TEXT TO READ:
For adjacent guidance, the NIST Cybersecurity Framework 2.0 is useful for framing governance, asset visibility, and access control expectations, while the NHI lifecycle guidance in Ultimate Guide to NHIs — Lifecycle Processes for Managing NHIs shows how provisioning and offboarding should work when automation is controlled.
Examples and Use Cases
Implementing governance for ungoverned automation sprawl often introduces friction for engineering teams, requiring organisations to weigh delivery speed against identity hygiene and auditability.
- A CI/CD pipeline creates cloud service accounts per environment, but the accounts are never tagged, reviewed, or revoked when the pipeline is retired.
- Developers embed long-lived API keys in build scripts to avoid ticket delays, leaving secrets outside the approved vault and outside change control.
- An infrastructure-as-code module spins up temporary identities for testing, but no cleanup trigger removes them after deployment succeeds.
- An AI Agent with execution authority provisions its own tokens and tool access during experimentation, but the credentials are never reconciled with the identity inventory.

GIVEN PROBLEM:
Extend the passage on ungoverned automation sprawl, starting right after its final sentence. The material after this point comes from a separate source.

SUPPLIED INFORMATION:
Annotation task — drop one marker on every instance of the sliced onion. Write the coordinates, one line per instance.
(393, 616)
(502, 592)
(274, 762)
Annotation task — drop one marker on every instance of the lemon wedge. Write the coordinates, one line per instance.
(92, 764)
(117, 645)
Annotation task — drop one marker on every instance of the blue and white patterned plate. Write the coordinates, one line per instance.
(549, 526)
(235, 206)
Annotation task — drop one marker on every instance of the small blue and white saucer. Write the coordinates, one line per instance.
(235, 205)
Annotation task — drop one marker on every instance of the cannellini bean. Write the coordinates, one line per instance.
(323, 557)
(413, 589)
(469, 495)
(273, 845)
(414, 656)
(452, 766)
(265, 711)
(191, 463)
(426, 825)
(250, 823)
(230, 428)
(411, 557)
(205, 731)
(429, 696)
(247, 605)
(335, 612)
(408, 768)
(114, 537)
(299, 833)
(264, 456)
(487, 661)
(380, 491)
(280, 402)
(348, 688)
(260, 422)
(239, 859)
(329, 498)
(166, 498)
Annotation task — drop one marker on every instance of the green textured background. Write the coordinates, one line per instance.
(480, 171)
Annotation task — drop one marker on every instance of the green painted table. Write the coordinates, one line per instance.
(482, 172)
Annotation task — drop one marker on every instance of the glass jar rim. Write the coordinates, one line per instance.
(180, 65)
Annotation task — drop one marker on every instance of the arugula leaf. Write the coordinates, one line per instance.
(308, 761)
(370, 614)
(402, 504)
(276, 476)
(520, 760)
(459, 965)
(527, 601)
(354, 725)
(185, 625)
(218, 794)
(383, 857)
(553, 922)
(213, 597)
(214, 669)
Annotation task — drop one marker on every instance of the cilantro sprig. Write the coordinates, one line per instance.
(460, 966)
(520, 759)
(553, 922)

RESULT:
These patterns are discussed in Top 10 NHI Issues and in NIST Cybersecurity Framework 2.0 language around asset management, access governance, and continuous monitoring. In practice, the operational test is whether the identity can be traced from creation to retirement without manual archaeology. If not, it belongs in the sprawl category even if it was originally created for a legitimate task.
Why It Matters in NHI Security
Ungoverned automation sprawl turns ordinary delivery work into hidden access risk. When identities are not inventoried, organisations lose the ability to rotate credentials, enforce least privilege, or prove that a decommissioned workload no longer has access. That is why this term sits at the intersection of NHI governance, secrets management, and Zero Trust Architecture.
The risk is not hypothetical. NHI Mgmt Group reports that only 5.7% of organisations have full visibility into their service accounts, which helps explain why automation-created identities so often escape review. The same visibility gap appears in Ultimate Guide to NHIs — Key Challenges and Risks, where hidden credentials and weak offboarding are recurring failure modes. In a mature program, this term also connects to Ultimate Guide to NHIs — Regulatory and Audit Perspectives, because audit evidence depends on traceable identity ownership and lifecycle records. Organisations typically encounter the consequence only after an incident review or access audit reveals orphaned automation, at which point ungoverned automation sprawl becomes operationally unavoidable to address.
Standards & Framework Alignment
This section maps relevant standards and security frameworks to the operational risks and controls described in this guidance.
OWASP Non-Human Identity Top 10 address the attack and risk surface, while NIST CSF 2.0 and NIST Zero Trust (SP 800-207) set the governance and control requirements practitioners need to meet.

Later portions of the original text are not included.